▶ Passage shown
%%

Library

Introduction

datayoga-py is the transformation engine used in DataYoga, a framework for building and generating data pipelines.

Installation

pip install datayoga-py

Quick Start

This demonstrates how to transform data using a DataYoga job.

Create a Job

Use this example.yaml:

- uses: add_field
  with:
    field: full_name
    language: jmespath
    expression: '{ "fname": fname, "lname": lname} | join('' '', values(@))'
- uses: rename_field
  with:
    from_field: fname
    to_field: first_name
- uses: rename_field
  with:
    from_field: lname
    to_field: last_name
- uses: remove_field
  with:
    field: credit_card
- uses: add_field
  with:
    field: country
    language: sql
    expression: country_code || ' - ' || UPPER(country_name)
- uses: remove_field
  with:
    field: country_name
- uses: remove_field
  with:
    field: country_code
- uses: map
  with:
    object:
      {
        first_name: first_name,
        last_name: last_name,
        greeting: "'Hello ' || CASE WHEN gender = 'F' THEN 'Ms.' WHEN gender = 'M' THEN 'Mr.' ELSE 'N/A' END || ' ' || full_name",
        country: country,
        full_name: full_name
      }
    language: sql

Transform Data using datayoga-py

Use this code snippet to transform a data record using the job defined above:

import datayoga_core as dy
from datayoga_core.job import Job
from datayoga_core.utils import read_yaml

job_settings = read_yaml("example.yaml")
job = dy.compile(job_settings)

assert job.transform({"fname": "jane", "lname": "smith", "country_code": 1, "country_name": "usa", "credit_card": "1234-5678-0000-9999", "gender": "F"})[0] == {"first_name": "jane", "last_name": "smith", "country": "1 - USA", "full_name": "jane smith", "greeting": "Hello Ms. jane smith"}

As can be seen, the record has been transformed based on the job:

  • fname field renamed to first_name.
  • lname field renamed to last_name.
  • country field added based on an SQL expression.
  • full_name field added based on a JMESPath expression.
  • greeting field added based on an SQL expression.

Block Reference

For a full list of supported block types see reference.

Examples

  • Add a new field country out of an SQL expression that concatenates country_code and country_name fields after upper case the later:

    uses: add_field
    with:
      field: country
      language: sql
      expression: country_code || ' - ' || UPPER(country_name)
    
  • Rename field lname to last_name:

    uses: rename_field
    with:
      from_field: lname
      to_field: last_name
    
  • Remove credit_card field:

    uses: remove_field
    with:
      field: credit_card

%%

▶ Directives
• a. Decide whether each statement agrees with the datayoga-py page. Answer yes or no for each, and quote the deciding words.
(i) The package is installed by running pip install datayoga-py.
(ii) The full_name field is added using an SQL expression.
(iii) The job settings are loaded from example.yaml with read_yaml.
• b. Using the datayoga-py page, answer each question:
(i) What is datayoga-py described as?
(ii) What value does the country field hold in the transformed record?
(iii) Which field does the last item under Examples remove?
• c. Pull out the part of the datayoga-py page between "As can be seen, the" and "greeting field added based on an SQL expression.", inclusive.

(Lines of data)
%%

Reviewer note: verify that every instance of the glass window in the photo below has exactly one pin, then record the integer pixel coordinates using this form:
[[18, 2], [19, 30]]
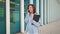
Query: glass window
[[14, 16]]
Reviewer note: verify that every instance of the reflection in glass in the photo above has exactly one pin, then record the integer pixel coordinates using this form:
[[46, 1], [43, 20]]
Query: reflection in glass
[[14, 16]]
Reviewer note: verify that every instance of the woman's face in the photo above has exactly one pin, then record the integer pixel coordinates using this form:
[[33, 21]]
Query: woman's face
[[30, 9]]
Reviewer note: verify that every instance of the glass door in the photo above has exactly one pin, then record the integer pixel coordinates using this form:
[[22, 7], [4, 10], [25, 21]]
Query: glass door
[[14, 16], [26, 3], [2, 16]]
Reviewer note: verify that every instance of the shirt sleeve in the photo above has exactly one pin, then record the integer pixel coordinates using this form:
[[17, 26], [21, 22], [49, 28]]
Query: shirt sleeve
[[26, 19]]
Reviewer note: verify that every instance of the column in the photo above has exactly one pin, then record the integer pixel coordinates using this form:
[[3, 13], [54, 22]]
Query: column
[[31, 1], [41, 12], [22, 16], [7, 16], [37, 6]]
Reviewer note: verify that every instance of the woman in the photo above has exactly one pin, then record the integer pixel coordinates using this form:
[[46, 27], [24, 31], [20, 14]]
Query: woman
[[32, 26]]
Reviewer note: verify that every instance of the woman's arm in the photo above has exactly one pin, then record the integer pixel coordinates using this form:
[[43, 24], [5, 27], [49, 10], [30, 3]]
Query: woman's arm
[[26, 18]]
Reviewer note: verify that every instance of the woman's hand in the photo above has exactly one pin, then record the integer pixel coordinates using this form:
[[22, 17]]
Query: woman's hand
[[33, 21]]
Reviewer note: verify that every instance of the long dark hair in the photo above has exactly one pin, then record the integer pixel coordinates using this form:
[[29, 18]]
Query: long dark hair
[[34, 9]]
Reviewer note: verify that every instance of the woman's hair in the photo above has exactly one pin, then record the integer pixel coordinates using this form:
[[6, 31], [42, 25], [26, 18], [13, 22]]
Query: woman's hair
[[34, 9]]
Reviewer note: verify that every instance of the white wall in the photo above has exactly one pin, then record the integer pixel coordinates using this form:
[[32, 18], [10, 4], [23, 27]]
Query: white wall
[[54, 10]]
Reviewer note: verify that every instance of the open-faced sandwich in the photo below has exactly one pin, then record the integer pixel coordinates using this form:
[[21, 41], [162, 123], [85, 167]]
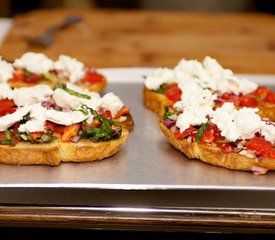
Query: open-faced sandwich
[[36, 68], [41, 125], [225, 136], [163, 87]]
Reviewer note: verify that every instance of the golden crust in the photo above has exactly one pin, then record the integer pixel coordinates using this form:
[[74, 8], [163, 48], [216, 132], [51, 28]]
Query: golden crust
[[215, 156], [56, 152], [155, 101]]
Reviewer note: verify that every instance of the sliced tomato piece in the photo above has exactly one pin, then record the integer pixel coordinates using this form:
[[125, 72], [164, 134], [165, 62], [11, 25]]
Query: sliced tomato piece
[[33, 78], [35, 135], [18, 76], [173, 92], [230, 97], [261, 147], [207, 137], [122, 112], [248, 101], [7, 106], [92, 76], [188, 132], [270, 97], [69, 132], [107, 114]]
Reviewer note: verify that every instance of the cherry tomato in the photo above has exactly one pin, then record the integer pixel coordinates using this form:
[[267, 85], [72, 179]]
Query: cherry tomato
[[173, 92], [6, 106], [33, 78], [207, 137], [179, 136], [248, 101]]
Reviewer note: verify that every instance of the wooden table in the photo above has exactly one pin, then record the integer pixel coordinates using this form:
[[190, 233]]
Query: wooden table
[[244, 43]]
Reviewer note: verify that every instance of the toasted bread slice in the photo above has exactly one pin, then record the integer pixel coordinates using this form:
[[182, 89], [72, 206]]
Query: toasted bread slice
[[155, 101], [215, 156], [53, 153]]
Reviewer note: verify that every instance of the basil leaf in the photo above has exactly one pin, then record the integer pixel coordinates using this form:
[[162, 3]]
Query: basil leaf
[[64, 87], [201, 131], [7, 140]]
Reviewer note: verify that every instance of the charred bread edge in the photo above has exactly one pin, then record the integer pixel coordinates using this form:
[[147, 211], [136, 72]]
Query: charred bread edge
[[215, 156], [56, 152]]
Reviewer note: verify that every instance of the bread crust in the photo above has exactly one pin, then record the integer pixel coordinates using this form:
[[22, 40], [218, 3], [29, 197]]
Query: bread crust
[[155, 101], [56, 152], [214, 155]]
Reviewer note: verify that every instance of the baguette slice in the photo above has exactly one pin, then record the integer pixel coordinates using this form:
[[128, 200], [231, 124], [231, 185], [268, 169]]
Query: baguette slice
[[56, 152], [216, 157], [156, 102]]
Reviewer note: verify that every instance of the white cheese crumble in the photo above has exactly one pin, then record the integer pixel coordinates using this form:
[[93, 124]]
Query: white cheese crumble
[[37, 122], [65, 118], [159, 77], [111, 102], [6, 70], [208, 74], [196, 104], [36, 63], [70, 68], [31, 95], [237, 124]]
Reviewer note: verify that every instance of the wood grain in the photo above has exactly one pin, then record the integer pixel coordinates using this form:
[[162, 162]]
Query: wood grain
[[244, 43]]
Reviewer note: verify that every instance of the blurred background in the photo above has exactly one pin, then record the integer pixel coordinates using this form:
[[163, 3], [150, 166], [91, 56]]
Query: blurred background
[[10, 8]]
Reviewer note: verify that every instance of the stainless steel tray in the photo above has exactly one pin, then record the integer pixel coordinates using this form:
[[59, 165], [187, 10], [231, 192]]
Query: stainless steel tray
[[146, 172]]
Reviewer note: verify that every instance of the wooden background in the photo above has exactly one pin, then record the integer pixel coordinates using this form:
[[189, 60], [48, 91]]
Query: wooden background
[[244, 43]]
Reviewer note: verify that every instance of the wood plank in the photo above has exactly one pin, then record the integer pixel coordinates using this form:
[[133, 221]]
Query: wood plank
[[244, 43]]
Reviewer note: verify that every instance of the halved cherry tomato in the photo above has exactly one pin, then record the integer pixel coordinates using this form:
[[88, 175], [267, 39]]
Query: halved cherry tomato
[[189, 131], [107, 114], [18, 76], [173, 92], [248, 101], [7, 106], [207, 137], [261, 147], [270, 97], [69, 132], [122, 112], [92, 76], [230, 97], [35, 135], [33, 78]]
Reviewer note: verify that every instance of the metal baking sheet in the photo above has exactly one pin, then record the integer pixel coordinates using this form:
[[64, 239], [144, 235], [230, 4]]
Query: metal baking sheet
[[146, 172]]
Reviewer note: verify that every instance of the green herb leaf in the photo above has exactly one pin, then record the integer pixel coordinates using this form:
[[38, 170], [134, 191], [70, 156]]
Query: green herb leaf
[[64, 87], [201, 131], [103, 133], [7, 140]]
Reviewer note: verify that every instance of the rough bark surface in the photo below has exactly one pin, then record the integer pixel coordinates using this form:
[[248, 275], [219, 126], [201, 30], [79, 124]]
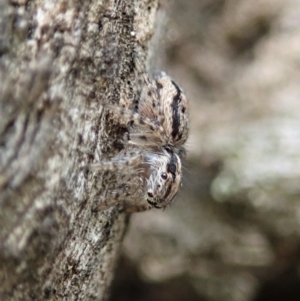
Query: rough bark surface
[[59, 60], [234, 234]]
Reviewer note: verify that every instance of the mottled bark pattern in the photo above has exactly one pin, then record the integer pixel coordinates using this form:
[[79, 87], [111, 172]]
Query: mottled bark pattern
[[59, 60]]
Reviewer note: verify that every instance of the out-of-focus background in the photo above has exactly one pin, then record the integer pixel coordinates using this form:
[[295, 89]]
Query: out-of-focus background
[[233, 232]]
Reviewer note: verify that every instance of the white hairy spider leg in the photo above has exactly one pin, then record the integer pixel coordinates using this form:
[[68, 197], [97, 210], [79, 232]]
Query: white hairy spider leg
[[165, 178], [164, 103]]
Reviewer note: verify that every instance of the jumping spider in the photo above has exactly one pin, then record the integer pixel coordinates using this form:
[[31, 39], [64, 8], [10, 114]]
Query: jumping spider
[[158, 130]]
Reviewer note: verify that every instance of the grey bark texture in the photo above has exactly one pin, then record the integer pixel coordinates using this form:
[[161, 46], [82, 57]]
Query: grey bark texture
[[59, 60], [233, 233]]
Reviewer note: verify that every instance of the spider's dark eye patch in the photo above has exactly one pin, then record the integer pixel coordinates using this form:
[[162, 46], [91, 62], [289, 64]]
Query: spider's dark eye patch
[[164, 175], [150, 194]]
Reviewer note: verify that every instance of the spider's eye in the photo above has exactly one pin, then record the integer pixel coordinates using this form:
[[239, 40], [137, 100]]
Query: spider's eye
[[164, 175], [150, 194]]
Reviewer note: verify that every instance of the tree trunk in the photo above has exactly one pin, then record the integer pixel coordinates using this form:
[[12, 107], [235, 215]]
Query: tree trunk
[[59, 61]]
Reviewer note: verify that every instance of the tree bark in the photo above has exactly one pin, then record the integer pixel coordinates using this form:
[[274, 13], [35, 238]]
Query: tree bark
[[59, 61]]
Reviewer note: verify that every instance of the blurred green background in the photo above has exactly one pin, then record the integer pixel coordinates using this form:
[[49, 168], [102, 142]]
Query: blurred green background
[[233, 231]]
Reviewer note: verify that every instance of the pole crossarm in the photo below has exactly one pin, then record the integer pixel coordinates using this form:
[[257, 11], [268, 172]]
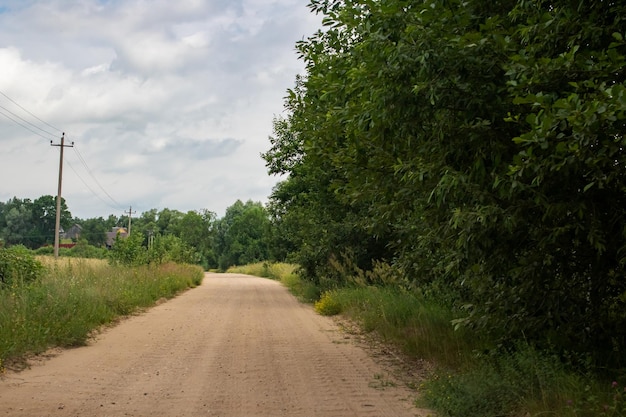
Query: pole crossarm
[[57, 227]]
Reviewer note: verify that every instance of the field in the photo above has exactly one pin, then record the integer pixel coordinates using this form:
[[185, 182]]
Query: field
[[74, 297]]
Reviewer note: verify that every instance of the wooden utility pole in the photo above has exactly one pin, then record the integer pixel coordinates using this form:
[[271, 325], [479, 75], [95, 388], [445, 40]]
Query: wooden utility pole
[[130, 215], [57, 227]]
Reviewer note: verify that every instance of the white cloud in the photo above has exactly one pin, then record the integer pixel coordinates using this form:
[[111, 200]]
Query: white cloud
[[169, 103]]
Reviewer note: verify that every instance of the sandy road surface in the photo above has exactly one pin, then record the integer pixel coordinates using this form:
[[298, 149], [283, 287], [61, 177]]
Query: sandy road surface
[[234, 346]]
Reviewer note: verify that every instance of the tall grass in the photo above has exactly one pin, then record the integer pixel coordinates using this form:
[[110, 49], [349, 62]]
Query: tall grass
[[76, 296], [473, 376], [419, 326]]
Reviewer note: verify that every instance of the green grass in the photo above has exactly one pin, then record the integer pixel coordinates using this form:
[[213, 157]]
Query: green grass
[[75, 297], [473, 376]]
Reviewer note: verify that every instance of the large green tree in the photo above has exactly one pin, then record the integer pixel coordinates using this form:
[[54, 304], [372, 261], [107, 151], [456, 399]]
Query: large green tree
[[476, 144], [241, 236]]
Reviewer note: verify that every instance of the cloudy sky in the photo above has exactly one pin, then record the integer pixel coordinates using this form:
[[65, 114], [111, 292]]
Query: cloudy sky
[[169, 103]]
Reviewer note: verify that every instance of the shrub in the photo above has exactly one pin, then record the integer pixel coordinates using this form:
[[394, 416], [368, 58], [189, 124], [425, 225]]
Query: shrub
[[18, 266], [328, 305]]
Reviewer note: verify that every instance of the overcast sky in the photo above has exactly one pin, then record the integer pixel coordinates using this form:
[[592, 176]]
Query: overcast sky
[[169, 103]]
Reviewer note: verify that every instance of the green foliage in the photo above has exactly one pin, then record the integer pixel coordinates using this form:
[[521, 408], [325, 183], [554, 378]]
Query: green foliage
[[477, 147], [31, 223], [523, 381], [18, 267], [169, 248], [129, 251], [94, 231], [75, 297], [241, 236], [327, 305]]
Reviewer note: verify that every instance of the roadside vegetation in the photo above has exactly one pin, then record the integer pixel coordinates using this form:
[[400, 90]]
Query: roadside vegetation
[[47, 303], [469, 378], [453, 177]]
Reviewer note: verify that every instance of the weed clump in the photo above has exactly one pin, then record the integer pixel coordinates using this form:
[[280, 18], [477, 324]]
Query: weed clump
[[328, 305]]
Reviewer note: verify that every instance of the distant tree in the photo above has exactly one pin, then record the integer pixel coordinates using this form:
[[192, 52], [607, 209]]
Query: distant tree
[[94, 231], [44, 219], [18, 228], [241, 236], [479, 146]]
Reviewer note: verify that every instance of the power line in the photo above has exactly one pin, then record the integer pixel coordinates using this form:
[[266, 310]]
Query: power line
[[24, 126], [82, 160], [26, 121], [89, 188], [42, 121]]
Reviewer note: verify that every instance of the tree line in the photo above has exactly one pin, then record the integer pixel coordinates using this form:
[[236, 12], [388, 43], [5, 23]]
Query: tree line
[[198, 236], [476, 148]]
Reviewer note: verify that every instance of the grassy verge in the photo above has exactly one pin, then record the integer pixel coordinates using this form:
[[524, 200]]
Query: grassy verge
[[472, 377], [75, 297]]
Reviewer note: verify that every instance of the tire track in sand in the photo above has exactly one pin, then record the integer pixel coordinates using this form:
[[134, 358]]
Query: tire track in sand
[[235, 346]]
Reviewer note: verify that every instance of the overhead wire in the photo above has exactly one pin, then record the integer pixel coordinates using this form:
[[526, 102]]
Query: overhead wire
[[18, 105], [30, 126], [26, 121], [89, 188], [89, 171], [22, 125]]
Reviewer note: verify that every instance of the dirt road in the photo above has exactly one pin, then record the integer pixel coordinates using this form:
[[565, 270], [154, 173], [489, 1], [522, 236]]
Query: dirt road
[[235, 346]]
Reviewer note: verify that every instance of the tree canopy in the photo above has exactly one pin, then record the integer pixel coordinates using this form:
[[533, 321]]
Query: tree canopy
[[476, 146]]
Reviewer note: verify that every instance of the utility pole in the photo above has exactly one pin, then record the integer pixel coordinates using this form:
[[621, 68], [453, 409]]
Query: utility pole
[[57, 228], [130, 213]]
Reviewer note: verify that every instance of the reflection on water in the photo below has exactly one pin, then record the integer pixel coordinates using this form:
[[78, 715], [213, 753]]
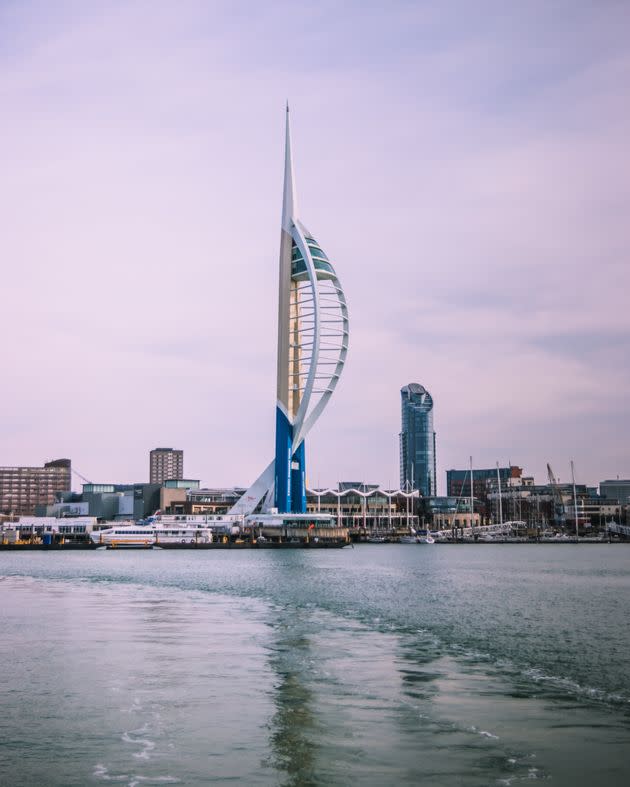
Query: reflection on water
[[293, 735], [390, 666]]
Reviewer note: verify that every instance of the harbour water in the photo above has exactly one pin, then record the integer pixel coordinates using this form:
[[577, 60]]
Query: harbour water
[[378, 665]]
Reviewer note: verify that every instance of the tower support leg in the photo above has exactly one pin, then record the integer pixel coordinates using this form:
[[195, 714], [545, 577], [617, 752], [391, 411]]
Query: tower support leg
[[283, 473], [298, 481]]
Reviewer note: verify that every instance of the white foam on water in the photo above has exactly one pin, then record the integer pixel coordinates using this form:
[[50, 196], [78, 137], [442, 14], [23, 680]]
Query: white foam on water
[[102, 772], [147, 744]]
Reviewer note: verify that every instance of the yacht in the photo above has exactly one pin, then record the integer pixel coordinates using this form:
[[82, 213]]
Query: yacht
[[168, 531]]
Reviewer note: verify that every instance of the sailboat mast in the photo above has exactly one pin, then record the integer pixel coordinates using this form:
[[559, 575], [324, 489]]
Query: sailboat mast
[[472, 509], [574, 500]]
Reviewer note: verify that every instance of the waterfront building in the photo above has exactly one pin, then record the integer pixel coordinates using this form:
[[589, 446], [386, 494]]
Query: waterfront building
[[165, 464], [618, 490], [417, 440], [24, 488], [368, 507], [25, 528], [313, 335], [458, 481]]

%%

▶ Expected results
• a.
(i) Yes: "pip install datayoga-py"
(ii) No: "full_name field added based on a JMESPath expression."
(iii) Yes: "job_settings = read_yaml("example.yaml")"

• b.
(i) The transformation engine used in DataYoga.
(ii) "1 - USA"
(iii) credit_card

• c.
As can be seen, the record has been transformed based on the job:

  • fname field renamed to first_name.
  • lname field renamed to last_name.
  • country field added based on an SQL expression.
  • full_name field added based on a JMESPath expression.
  • greeting field added based on an SQL expression.